> To be done: Substitute "white casing" for "white frame" in the lines from the start of the data up to and including the line with "184 360 L 184". Reproduce only those lines, with nothing else changed.

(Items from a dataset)

---+---

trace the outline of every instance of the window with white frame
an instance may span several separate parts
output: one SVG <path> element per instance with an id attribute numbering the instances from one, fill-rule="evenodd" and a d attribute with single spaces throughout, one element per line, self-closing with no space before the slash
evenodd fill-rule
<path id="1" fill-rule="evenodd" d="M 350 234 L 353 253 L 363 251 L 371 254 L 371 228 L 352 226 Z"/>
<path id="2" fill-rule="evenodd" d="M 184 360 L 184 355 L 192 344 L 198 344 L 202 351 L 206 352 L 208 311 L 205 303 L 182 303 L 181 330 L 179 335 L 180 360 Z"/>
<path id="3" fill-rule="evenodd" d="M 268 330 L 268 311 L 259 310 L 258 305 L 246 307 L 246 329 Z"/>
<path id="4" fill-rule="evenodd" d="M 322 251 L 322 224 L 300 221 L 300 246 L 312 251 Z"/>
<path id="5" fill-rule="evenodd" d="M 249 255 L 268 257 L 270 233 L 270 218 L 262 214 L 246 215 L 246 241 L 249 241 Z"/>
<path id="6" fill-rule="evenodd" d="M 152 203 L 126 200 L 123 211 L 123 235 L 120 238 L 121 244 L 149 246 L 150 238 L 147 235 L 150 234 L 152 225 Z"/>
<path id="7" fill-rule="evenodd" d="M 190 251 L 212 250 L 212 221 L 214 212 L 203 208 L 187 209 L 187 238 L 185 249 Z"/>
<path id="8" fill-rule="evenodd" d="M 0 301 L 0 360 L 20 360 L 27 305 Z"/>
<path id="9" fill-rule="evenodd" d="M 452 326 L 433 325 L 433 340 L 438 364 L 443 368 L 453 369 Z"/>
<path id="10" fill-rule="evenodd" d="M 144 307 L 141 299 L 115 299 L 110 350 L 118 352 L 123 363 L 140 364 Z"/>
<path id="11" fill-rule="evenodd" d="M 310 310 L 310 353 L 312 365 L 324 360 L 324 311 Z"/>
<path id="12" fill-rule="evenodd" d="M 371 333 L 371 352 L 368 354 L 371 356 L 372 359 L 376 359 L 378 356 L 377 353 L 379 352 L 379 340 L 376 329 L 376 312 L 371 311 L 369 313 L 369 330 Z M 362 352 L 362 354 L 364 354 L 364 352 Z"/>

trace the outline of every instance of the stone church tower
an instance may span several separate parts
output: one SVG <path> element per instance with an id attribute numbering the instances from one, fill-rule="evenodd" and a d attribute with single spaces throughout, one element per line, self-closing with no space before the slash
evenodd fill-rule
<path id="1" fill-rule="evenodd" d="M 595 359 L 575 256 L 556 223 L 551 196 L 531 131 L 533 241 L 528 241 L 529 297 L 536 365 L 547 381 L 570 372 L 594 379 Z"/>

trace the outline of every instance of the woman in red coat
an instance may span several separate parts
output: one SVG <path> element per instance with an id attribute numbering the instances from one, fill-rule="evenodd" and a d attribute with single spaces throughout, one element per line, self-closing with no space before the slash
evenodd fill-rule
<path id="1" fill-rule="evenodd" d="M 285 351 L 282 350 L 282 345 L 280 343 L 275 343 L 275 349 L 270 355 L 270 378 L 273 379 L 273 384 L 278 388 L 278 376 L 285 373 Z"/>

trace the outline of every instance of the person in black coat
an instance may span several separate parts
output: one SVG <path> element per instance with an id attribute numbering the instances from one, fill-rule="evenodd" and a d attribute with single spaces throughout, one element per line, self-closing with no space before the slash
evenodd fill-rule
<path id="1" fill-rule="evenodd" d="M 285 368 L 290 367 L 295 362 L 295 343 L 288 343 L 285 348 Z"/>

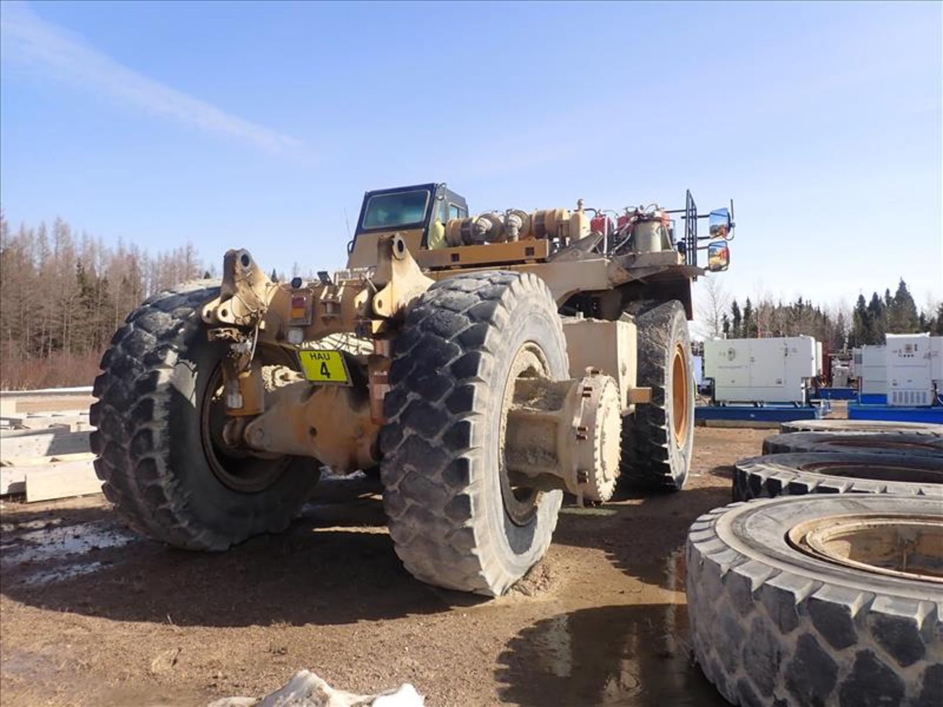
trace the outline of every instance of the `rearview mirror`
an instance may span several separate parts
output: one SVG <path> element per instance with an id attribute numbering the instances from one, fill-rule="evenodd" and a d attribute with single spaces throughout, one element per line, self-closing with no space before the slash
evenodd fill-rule
<path id="1" fill-rule="evenodd" d="M 712 214 L 713 216 L 713 214 Z M 722 240 L 707 244 L 707 270 L 719 272 L 730 267 L 730 248 Z"/>
<path id="2" fill-rule="evenodd" d="M 723 208 L 716 208 L 711 211 L 710 218 L 707 222 L 709 224 L 708 230 L 710 231 L 710 237 L 712 238 L 727 238 L 734 225 L 730 220 L 730 210 L 726 206 Z"/>

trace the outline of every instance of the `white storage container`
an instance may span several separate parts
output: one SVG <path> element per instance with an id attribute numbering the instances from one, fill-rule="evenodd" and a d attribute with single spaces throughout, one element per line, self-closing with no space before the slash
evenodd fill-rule
<path id="1" fill-rule="evenodd" d="M 884 344 L 866 344 L 854 351 L 854 374 L 860 380 L 858 392 L 862 395 L 886 395 L 886 347 Z"/>
<path id="2" fill-rule="evenodd" d="M 704 375 L 719 403 L 804 403 L 816 376 L 812 337 L 704 341 Z"/>
<path id="3" fill-rule="evenodd" d="M 925 407 L 934 403 L 933 345 L 929 334 L 888 334 L 887 403 Z"/>

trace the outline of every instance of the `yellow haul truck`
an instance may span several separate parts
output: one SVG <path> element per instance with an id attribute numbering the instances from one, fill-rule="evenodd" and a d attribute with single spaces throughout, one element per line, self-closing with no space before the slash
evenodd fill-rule
<path id="1" fill-rule="evenodd" d="M 501 595 L 565 491 L 684 485 L 691 281 L 726 269 L 733 228 L 689 192 L 479 216 L 444 184 L 367 192 L 346 270 L 273 283 L 233 250 L 222 282 L 127 318 L 91 408 L 105 494 L 151 538 L 220 551 L 285 529 L 323 466 L 378 471 L 406 568 Z"/>

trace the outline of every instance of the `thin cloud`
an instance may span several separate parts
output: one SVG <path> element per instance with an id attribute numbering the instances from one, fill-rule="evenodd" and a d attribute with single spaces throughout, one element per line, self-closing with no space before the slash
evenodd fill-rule
<path id="1" fill-rule="evenodd" d="M 122 66 L 81 38 L 41 19 L 26 3 L 3 3 L 3 62 L 40 69 L 115 101 L 266 150 L 296 149 L 294 138 L 242 120 Z"/>

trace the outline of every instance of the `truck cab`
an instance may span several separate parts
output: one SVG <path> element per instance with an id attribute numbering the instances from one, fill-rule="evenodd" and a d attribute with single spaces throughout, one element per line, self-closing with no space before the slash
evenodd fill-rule
<path id="1" fill-rule="evenodd" d="M 348 268 L 376 264 L 380 238 L 398 233 L 412 253 L 445 245 L 449 219 L 464 219 L 468 204 L 442 184 L 374 189 L 364 194 L 354 239 L 347 245 Z"/>

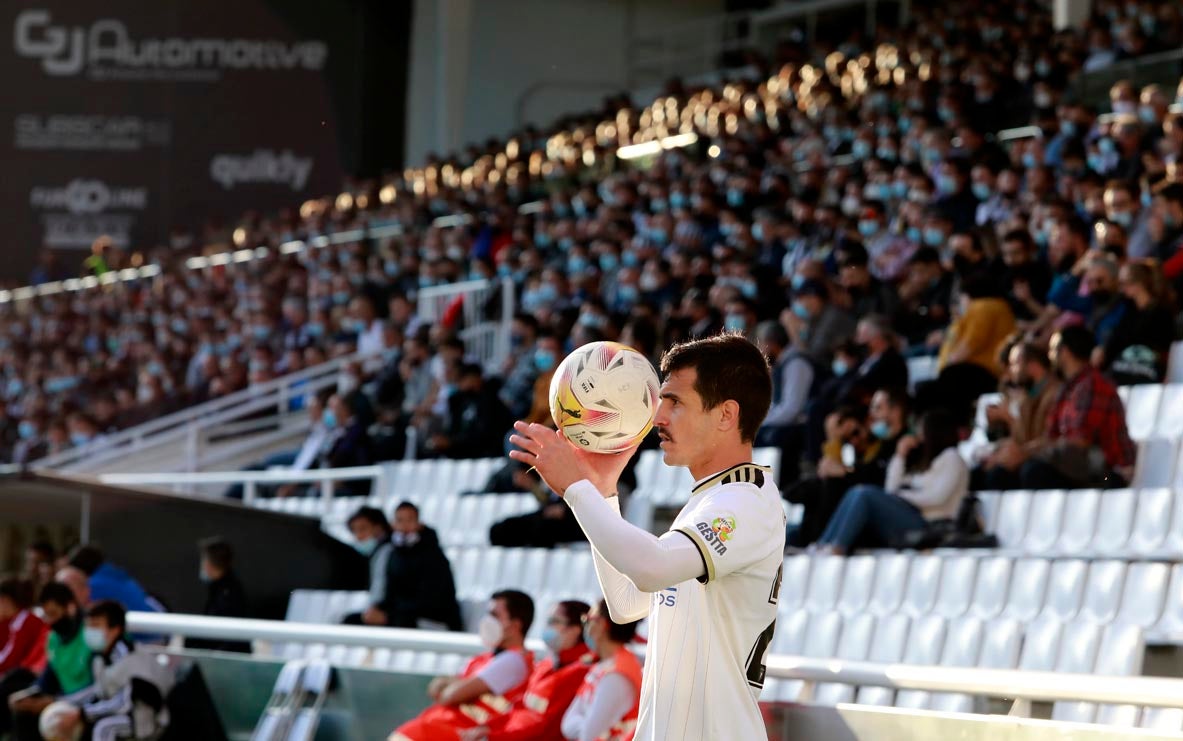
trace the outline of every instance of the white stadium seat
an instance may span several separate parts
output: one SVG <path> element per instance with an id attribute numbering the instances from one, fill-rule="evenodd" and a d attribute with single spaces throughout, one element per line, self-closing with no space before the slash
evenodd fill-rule
<path id="1" fill-rule="evenodd" d="M 1131 386 L 1129 400 L 1125 404 L 1125 425 L 1130 438 L 1140 442 L 1155 433 L 1158 421 L 1158 405 L 1163 398 L 1163 387 L 1157 384 Z"/>
<path id="2" fill-rule="evenodd" d="M 874 634 L 874 617 L 862 613 L 846 616 L 842 623 L 842 637 L 838 642 L 834 658 L 845 662 L 861 662 L 871 652 L 871 638 Z M 836 682 L 821 682 L 814 690 L 814 704 L 836 705 L 840 702 L 854 700 L 854 688 Z"/>
<path id="3" fill-rule="evenodd" d="M 1041 617 L 1027 626 L 1023 647 L 1016 669 L 1052 671 L 1060 653 L 1060 633 L 1064 624 L 1055 618 Z"/>
<path id="4" fill-rule="evenodd" d="M 994 534 L 1003 548 L 1017 548 L 1027 535 L 1027 513 L 1030 509 L 1029 491 L 1008 491 L 998 503 L 998 516 L 995 520 Z"/>
<path id="5" fill-rule="evenodd" d="M 851 616 L 861 613 L 871 601 L 875 584 L 875 558 L 856 555 L 846 559 L 842 592 L 838 598 L 838 611 Z"/>
<path id="6" fill-rule="evenodd" d="M 1127 623 L 1149 631 L 1163 617 L 1166 588 L 1171 578 L 1169 563 L 1131 563 L 1125 574 L 1117 623 Z"/>
<path id="7" fill-rule="evenodd" d="M 1170 487 L 1175 475 L 1178 440 L 1151 438 L 1138 445 L 1138 463 L 1132 487 Z"/>
<path id="8" fill-rule="evenodd" d="M 871 614 L 886 616 L 896 612 L 904 601 L 907 572 L 912 556 L 906 553 L 880 555 L 875 559 L 875 585 L 871 593 Z"/>
<path id="9" fill-rule="evenodd" d="M 1183 346 L 1183 342 L 1179 343 Z M 1163 399 L 1159 405 L 1158 420 L 1155 425 L 1155 437 L 1177 440 L 1183 438 L 1183 384 L 1168 384 L 1163 387 Z"/>
<path id="10" fill-rule="evenodd" d="M 912 559 L 907 574 L 907 592 L 901 610 L 912 616 L 926 616 L 937 604 L 940 588 L 940 562 L 938 555 L 919 555 Z"/>
<path id="11" fill-rule="evenodd" d="M 940 591 L 935 612 L 943 618 L 965 613 L 974 599 L 980 559 L 974 555 L 946 556 L 940 565 Z"/>
<path id="12" fill-rule="evenodd" d="M 1097 514 L 1097 531 L 1090 546 L 1091 553 L 1121 553 L 1133 528 L 1137 497 L 1132 489 L 1101 491 L 1101 505 Z"/>
<path id="13" fill-rule="evenodd" d="M 807 610 L 810 612 L 826 612 L 838 604 L 839 594 L 842 591 L 842 571 L 845 567 L 846 559 L 842 556 L 815 555 L 813 558 L 813 568 L 809 573 L 809 589 L 806 593 Z"/>
<path id="14" fill-rule="evenodd" d="M 1027 514 L 1027 534 L 1021 548 L 1037 555 L 1052 553 L 1064 523 L 1064 491 L 1036 491 Z"/>
<path id="15" fill-rule="evenodd" d="M 993 620 L 1007 606 L 1010 573 L 1014 562 L 1007 556 L 987 556 L 977 565 L 977 579 L 968 614 Z"/>
<path id="16" fill-rule="evenodd" d="M 1093 561 L 1088 566 L 1079 617 L 1093 623 L 1110 623 L 1120 607 L 1125 585 L 1125 561 Z"/>
<path id="17" fill-rule="evenodd" d="M 1047 598 L 1043 601 L 1042 616 L 1067 623 L 1080 612 L 1080 603 L 1085 597 L 1085 581 L 1088 576 L 1088 562 L 1065 560 L 1052 563 L 1052 573 L 1047 581 Z"/>
<path id="18" fill-rule="evenodd" d="M 801 553 L 784 559 L 784 571 L 781 573 L 781 595 L 777 610 L 791 612 L 804 604 L 809 593 L 809 569 L 812 562 L 808 554 Z"/>
<path id="19" fill-rule="evenodd" d="M 1074 490 L 1067 494 L 1060 539 L 1053 548 L 1055 553 L 1075 555 L 1090 547 L 1097 533 L 1097 513 L 1100 509 L 1101 497 L 1106 494 L 1095 489 Z"/>

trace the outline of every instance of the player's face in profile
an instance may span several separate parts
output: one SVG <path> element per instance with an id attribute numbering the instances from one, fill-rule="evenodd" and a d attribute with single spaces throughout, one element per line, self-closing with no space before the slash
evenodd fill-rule
<path id="1" fill-rule="evenodd" d="M 666 465 L 690 465 L 711 445 L 713 425 L 694 391 L 698 372 L 683 368 L 661 385 L 661 401 L 653 426 L 661 439 Z"/>

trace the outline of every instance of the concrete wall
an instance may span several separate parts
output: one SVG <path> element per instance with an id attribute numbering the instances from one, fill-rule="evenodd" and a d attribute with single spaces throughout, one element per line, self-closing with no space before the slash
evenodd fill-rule
<path id="1" fill-rule="evenodd" d="M 723 12 L 723 0 L 418 0 L 407 163 L 596 107 L 628 88 L 631 36 Z"/>

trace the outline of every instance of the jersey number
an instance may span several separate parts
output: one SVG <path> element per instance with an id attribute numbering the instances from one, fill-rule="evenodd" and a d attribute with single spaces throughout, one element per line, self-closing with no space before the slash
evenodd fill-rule
<path id="1" fill-rule="evenodd" d="M 780 568 L 776 569 L 776 578 L 772 580 L 772 588 L 768 593 L 768 604 L 775 605 L 781 595 L 781 576 L 784 572 L 784 565 L 782 563 Z M 751 652 L 748 653 L 748 684 L 755 687 L 756 689 L 763 689 L 764 687 L 764 675 L 768 669 L 764 666 L 764 657 L 768 655 L 768 646 L 772 643 L 772 633 L 776 632 L 776 619 L 774 618 L 764 632 L 756 638 L 756 645 L 751 647 Z"/>

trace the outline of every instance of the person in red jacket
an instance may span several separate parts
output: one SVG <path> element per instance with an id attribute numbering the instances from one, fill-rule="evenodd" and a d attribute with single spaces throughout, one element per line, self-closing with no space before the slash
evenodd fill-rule
<path id="1" fill-rule="evenodd" d="M 0 676 L 22 669 L 31 676 L 45 670 L 45 623 L 30 611 L 33 585 L 24 579 L 0 581 L 0 623 L 6 640 L 0 649 Z"/>
<path id="2" fill-rule="evenodd" d="M 588 616 L 584 640 L 599 663 L 563 715 L 569 741 L 633 741 L 641 698 L 641 663 L 628 650 L 636 623 L 613 623 L 603 600 Z"/>
<path id="3" fill-rule="evenodd" d="M 432 679 L 427 694 L 435 704 L 400 726 L 388 741 L 459 741 L 463 730 L 499 723 L 522 700 L 534 669 L 534 656 L 525 647 L 531 623 L 529 594 L 493 593 L 479 629 L 489 652 L 474 656 L 457 677 Z"/>
<path id="4" fill-rule="evenodd" d="M 551 655 L 535 664 L 525 695 L 499 723 L 464 730 L 461 741 L 562 741 L 563 713 L 595 663 L 595 655 L 583 643 L 589 610 L 575 600 L 555 605 L 542 632 Z"/>

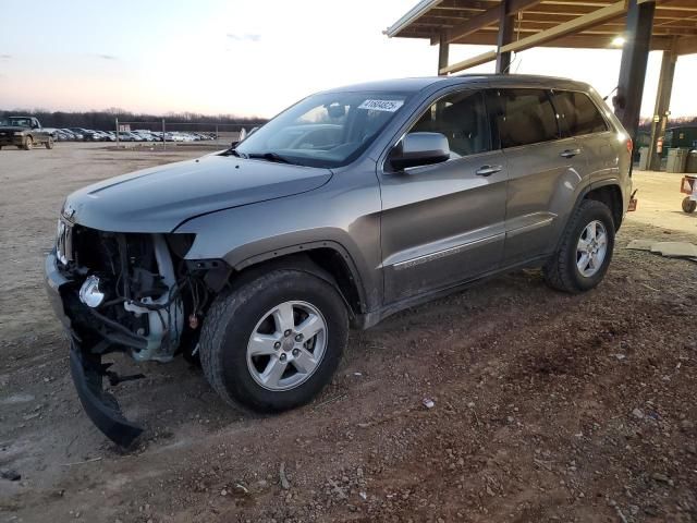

---+---

> Result for this task:
trace the outline of every instance of the window with white casing
an instance may span several separate parts
output: one SVG <path> element per instance with an id attribute numbering the instances from one, fill-rule="evenodd" and a d attribute with single spaces throughout, one element per line, self-closing with no space before the slash
evenodd fill-rule
<path id="1" fill-rule="evenodd" d="M 350 234 L 353 253 L 363 251 L 371 254 L 371 228 L 352 226 Z"/>
<path id="2" fill-rule="evenodd" d="M 184 360 L 184 355 L 192 344 L 198 344 L 202 351 L 206 352 L 208 311 L 205 303 L 182 303 L 181 330 L 179 335 L 180 360 Z"/>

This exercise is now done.